◆ **Records**
-*-

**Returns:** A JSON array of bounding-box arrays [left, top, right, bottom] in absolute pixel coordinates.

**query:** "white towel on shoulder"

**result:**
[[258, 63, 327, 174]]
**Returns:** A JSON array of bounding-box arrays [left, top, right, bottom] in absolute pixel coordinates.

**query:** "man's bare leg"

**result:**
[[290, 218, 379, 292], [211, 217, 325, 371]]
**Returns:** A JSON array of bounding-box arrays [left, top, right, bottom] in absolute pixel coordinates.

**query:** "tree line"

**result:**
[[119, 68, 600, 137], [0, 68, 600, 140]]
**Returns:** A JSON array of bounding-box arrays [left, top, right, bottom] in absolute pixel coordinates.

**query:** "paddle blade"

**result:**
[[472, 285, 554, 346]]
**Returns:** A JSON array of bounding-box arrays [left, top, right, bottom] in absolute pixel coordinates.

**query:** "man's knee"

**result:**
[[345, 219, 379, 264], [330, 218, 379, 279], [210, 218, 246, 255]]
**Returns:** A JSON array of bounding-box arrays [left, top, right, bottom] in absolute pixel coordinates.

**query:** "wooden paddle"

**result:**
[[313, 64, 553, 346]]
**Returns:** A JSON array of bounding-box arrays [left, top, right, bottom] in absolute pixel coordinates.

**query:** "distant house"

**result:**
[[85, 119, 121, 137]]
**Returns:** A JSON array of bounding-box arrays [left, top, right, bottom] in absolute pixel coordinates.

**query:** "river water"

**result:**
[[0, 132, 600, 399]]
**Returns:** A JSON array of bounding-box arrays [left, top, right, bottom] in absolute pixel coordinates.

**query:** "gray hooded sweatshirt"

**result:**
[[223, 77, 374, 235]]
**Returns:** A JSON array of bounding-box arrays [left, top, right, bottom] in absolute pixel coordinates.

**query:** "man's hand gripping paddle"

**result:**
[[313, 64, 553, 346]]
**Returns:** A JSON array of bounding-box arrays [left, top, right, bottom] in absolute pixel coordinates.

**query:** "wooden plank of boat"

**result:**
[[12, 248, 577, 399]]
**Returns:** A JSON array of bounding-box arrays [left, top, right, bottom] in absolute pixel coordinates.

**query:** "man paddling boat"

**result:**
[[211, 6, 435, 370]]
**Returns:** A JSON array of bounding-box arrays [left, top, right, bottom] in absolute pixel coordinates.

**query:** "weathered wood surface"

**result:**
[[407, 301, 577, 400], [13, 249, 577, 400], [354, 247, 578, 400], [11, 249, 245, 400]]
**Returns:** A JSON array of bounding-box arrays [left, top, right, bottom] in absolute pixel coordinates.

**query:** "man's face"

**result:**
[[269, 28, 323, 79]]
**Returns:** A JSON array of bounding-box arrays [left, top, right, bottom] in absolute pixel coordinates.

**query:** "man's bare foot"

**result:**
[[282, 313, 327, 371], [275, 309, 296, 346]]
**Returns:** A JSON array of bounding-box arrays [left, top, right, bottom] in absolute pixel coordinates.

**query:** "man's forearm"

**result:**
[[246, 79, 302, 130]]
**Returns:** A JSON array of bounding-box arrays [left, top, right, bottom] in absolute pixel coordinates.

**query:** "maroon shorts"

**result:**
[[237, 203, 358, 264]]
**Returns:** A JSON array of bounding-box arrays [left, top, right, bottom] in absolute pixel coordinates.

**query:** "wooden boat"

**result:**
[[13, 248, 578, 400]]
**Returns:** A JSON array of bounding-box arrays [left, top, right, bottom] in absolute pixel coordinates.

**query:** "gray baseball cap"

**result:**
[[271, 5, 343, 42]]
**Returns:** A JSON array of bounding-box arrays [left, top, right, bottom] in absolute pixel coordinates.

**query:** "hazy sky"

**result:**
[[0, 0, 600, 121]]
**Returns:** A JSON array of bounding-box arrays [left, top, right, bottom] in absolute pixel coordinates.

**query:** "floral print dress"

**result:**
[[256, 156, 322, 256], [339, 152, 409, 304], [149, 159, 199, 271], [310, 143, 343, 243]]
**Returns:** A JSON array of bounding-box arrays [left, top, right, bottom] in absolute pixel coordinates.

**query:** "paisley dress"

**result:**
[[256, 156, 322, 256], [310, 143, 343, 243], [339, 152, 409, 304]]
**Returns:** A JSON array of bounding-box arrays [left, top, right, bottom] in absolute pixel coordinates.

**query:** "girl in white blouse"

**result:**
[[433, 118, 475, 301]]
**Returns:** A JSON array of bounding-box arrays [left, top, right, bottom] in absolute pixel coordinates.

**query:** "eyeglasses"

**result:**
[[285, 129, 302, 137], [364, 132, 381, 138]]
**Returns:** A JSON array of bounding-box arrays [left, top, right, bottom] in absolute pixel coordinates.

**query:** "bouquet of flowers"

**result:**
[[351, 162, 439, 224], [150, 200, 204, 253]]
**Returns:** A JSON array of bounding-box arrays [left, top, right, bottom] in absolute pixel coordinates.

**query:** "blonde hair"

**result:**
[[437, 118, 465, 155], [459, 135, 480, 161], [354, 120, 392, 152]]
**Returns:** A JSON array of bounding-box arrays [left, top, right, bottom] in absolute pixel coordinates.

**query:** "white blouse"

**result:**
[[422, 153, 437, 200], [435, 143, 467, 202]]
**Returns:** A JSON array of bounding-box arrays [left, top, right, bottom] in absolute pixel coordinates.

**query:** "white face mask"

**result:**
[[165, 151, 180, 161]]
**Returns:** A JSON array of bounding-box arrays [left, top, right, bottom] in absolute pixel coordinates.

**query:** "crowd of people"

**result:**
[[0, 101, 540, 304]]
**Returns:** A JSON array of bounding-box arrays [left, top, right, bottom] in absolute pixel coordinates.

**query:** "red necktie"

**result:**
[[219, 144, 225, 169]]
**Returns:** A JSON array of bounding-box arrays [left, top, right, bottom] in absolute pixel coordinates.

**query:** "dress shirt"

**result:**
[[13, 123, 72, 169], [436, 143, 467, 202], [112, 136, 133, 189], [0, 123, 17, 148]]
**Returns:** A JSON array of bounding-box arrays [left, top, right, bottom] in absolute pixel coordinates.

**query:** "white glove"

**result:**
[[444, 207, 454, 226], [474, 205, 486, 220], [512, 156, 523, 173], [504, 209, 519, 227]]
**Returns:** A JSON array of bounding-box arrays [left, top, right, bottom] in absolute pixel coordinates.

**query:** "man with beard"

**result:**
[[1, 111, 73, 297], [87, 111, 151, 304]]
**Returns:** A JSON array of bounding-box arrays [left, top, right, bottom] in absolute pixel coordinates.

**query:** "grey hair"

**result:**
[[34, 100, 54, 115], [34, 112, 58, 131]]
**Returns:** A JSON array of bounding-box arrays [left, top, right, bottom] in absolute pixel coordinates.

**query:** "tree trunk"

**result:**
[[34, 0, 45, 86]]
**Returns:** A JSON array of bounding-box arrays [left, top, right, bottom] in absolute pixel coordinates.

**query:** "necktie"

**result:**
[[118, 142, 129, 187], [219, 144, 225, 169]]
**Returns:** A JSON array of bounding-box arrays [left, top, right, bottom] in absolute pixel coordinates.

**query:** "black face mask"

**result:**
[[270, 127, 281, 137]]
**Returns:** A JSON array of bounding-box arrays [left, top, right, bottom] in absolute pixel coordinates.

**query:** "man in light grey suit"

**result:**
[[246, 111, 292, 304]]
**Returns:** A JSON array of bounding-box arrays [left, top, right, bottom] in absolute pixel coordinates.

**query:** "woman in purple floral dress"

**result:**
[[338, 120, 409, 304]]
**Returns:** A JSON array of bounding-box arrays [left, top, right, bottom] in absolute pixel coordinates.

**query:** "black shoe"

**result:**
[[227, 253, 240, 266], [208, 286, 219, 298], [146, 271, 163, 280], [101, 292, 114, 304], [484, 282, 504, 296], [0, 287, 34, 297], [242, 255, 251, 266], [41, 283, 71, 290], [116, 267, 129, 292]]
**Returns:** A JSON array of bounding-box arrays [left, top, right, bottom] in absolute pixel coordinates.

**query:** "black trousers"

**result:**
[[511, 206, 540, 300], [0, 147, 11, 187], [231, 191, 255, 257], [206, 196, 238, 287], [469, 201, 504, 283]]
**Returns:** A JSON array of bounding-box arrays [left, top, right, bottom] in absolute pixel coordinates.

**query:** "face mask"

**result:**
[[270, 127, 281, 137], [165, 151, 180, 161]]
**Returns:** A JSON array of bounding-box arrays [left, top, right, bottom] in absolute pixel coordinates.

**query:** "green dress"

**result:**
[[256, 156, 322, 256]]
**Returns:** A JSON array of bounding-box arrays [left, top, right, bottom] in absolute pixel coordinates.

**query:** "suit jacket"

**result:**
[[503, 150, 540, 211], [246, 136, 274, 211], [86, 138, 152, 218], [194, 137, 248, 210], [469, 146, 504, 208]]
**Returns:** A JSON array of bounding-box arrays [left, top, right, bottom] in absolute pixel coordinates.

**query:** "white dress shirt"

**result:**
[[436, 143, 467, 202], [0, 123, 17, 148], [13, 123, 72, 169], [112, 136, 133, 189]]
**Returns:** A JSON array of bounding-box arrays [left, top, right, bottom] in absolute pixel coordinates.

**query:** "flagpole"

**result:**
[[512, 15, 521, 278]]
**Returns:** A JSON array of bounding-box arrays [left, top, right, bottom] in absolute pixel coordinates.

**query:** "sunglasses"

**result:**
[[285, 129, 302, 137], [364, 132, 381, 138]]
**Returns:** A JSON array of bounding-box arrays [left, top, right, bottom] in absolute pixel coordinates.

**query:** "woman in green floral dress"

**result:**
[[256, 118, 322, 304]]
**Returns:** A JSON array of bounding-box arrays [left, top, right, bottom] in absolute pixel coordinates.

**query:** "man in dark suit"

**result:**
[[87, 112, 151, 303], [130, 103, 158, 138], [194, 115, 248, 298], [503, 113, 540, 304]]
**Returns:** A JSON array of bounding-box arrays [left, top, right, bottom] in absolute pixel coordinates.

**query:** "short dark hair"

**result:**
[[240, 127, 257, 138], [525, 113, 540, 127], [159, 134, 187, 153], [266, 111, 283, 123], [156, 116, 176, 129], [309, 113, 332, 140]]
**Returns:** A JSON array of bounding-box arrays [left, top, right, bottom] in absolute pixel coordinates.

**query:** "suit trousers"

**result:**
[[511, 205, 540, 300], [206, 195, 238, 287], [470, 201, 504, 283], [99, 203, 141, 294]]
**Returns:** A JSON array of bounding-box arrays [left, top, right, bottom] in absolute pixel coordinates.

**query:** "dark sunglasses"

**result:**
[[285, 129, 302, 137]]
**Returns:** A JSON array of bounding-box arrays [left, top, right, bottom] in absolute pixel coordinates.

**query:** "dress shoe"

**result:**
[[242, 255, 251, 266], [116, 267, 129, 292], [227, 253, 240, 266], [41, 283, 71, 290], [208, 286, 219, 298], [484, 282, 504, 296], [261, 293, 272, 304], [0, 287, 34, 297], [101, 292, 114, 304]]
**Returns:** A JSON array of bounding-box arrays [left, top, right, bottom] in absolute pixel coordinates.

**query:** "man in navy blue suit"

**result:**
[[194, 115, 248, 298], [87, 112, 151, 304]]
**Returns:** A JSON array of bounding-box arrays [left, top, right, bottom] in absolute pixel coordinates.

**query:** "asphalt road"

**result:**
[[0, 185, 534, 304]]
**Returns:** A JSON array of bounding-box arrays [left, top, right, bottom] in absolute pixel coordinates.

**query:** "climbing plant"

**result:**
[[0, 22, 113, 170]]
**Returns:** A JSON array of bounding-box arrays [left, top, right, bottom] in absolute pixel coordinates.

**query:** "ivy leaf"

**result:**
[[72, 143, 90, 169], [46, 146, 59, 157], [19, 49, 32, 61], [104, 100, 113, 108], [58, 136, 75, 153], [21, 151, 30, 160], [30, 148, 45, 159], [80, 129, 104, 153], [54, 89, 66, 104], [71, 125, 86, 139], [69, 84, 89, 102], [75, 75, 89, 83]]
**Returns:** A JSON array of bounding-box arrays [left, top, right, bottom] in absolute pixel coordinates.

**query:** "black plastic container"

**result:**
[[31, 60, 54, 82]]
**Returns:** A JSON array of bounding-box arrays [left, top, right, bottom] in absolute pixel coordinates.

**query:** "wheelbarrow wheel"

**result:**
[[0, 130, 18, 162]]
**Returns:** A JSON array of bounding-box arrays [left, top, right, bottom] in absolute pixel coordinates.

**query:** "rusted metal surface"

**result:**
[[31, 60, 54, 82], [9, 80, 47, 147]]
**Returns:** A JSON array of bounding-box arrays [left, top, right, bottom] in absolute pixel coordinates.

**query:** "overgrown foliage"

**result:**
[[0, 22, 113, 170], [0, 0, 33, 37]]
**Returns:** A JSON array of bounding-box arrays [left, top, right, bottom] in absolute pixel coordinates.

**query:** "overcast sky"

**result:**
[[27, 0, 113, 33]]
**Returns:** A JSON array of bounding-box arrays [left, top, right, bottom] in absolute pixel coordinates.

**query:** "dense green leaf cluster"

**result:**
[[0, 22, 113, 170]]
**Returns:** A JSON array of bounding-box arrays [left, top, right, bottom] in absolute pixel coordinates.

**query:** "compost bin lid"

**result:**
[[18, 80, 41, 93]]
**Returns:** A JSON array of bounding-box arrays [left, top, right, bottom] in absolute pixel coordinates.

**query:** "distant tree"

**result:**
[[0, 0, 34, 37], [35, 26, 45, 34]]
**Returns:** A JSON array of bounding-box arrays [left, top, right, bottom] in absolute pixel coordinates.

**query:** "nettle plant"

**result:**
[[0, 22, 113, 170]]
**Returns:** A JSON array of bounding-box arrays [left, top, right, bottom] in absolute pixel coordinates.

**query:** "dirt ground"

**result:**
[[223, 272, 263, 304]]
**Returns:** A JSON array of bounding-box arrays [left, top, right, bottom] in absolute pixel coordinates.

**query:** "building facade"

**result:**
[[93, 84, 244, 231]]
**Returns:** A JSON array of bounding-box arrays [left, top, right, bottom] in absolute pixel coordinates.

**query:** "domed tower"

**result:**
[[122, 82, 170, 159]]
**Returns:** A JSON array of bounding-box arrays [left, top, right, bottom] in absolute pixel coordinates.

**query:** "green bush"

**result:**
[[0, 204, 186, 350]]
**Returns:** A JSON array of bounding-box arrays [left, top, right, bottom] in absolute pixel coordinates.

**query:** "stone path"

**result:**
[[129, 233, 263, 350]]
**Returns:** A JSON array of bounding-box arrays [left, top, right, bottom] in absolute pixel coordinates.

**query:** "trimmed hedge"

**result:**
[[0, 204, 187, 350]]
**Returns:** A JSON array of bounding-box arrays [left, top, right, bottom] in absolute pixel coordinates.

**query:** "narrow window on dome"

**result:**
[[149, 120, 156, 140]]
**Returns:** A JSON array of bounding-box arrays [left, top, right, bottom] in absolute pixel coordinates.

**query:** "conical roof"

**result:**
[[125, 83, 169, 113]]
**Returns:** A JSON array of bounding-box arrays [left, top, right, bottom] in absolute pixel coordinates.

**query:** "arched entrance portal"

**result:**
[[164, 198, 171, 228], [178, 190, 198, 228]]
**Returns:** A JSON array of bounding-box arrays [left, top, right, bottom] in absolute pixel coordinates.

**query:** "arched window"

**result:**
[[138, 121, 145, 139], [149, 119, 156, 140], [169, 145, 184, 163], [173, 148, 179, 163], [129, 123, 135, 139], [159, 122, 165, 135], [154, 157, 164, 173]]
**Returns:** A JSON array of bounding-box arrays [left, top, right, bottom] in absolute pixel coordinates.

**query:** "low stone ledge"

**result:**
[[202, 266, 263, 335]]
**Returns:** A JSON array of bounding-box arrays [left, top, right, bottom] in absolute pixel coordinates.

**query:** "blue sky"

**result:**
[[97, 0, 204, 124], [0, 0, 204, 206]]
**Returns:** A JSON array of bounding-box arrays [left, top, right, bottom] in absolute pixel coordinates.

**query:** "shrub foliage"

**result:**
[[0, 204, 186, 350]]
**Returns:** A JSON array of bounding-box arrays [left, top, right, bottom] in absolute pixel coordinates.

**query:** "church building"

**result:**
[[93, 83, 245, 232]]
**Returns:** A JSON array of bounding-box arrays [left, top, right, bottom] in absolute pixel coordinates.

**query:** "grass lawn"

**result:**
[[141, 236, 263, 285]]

-*-

Starting at the beginning of the items and going on through the line containing "218, 246, 255]]", present those lines as a numbered list, leaving out any blank lines.

1. **Returns:** A JSON array of bounding-box arrays [left, top, right, bottom] in absolute pixel coordinates.
2. **query:** "white towel on shoulder"
3. **result:**
4. [[258, 63, 327, 174]]
5. **Returns:** A JSON array of bounding-box arrays [left, top, right, bottom] in absolute pixel coordinates.
6. **query:** "man's bare leg"
7. **result:**
8. [[290, 218, 379, 292], [211, 217, 325, 371]]
9. **Returns:** A JSON array of bounding-box arrays [left, top, right, bottom] in absolute pixel coordinates.
10. **query:** "tree line"
11. **result:**
12. [[119, 68, 600, 137], [0, 68, 600, 140]]
13. **Returns:** A JSON array of bounding-box arrays [left, top, right, bottom] in absolute pixel coordinates.
14. **query:** "paddle blade"
15. **result:**
16. [[472, 285, 554, 346]]
17. **Returns:** A JSON array of bounding-box arrays [left, top, right, bottom] in absolute pixel coordinates.
18. **query:** "man's knee"
19. **result:**
20. [[345, 219, 379, 264], [330, 218, 379, 279], [210, 218, 246, 255]]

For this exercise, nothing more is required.